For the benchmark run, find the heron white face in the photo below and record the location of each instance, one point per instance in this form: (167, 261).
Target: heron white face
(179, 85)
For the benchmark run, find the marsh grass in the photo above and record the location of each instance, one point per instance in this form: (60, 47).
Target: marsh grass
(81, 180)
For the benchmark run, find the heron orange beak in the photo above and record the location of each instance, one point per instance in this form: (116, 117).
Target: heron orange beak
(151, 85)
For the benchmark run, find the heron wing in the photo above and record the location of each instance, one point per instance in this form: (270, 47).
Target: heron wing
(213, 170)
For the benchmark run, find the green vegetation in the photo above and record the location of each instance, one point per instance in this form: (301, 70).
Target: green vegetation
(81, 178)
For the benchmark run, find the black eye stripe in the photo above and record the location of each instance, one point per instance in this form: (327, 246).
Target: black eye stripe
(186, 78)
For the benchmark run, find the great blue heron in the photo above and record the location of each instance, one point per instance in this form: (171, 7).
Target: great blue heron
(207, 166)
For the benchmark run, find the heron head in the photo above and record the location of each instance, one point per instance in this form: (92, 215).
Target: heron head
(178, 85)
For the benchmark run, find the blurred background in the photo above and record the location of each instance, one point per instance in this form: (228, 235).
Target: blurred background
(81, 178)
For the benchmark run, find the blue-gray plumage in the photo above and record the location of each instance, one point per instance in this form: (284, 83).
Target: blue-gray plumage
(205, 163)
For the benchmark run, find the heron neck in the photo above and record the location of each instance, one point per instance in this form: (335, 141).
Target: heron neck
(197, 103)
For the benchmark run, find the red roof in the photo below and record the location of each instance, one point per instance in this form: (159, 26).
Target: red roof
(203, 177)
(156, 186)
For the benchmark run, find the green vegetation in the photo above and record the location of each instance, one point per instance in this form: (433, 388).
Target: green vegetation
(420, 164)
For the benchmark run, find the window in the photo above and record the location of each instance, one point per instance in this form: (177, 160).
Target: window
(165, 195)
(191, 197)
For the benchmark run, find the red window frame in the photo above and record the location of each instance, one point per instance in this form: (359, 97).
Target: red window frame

■ ■ ■

Written problem> Render every line of the listing above as a JSON array of strings, one string per line, with blank lines omitted.

Solution to the problem>
[
  "For the benchmark run, find the heron white face in the photo below and record the location of each instance, one point per instance in this form: (167, 261).",
  "Target: heron white face",
  "(179, 85)",
  "For the benchmark run, find the marsh grass in the photo above and record the location of each instance, one point per instance in this form: (60, 47).",
  "Target: marsh grass",
  "(81, 180)",
  "For the benchmark run, find the heron orange beak in the photo above and record the location of each instance, one point per instance in this form: (116, 117).",
  "Target: heron orange beak",
  "(151, 85)",
  "For the benchmark run, find the heron wing in the photo above and record the location of each instance, one point per instance in this form: (270, 47).",
  "Target: heron wing",
  "(213, 170)",
  "For the benchmark run, find the green vegetation in the photo above and record the location of each instance, one point per instance in this form: (301, 70).",
  "Target: green vegetation",
  "(81, 178)",
  "For the benchmark run, find the black eye stripe in the photo above and record the location of each instance, one point per instance in this form: (327, 246).",
  "Target: black eye stripe",
  "(186, 78)",
  "For the benchmark run, find the great blue heron in the photo above and record the location of each instance, one point per instance in this form: (171, 7).",
  "Target: great blue heron",
  "(207, 166)",
  "For the benchmark run, find the heron head in the photo above and record the location of each instance, one point per instance in this form: (92, 215).",
  "Target: heron head",
  "(178, 85)",
  "For the benchmark run, find the blurred background in the photo above and record the location of each instance, one point per instance in this form: (228, 235).",
  "Target: blurred background",
  "(81, 178)",
  "For the benchmark run, find the blue-gray plumage in the photo above and record the location of each instance, one point per instance in this form: (284, 83).",
  "Target: blue-gray plumage",
  "(205, 163)",
  "For the benchmark run, find the heron neck in the photo above and record the location of each instance, one point per instance in this form: (335, 141).",
  "Target: heron neck",
  "(197, 103)",
  "For the benchmark run, find the red roof in the photo below and record the location of each instance, one point per instance in this form: (159, 26).",
  "Target: red roof",
  "(203, 177)",
  "(156, 186)",
  "For the benchmark run, find the green vegetation in the photo above and record the location of each instance, one point per instance in this form: (433, 388).",
  "Target: green vegetation",
  "(420, 164)",
  "For the benchmark run, find the window in the photo above and record the location of each instance, one point per instance in this form: (177, 160).",
  "Target: window",
  "(165, 195)",
  "(191, 197)",
  "For the benchmark run, find the red window frame in the photo above and record the location of each instance, one point per instance in this form: (359, 97).",
  "Target: red window frame"
]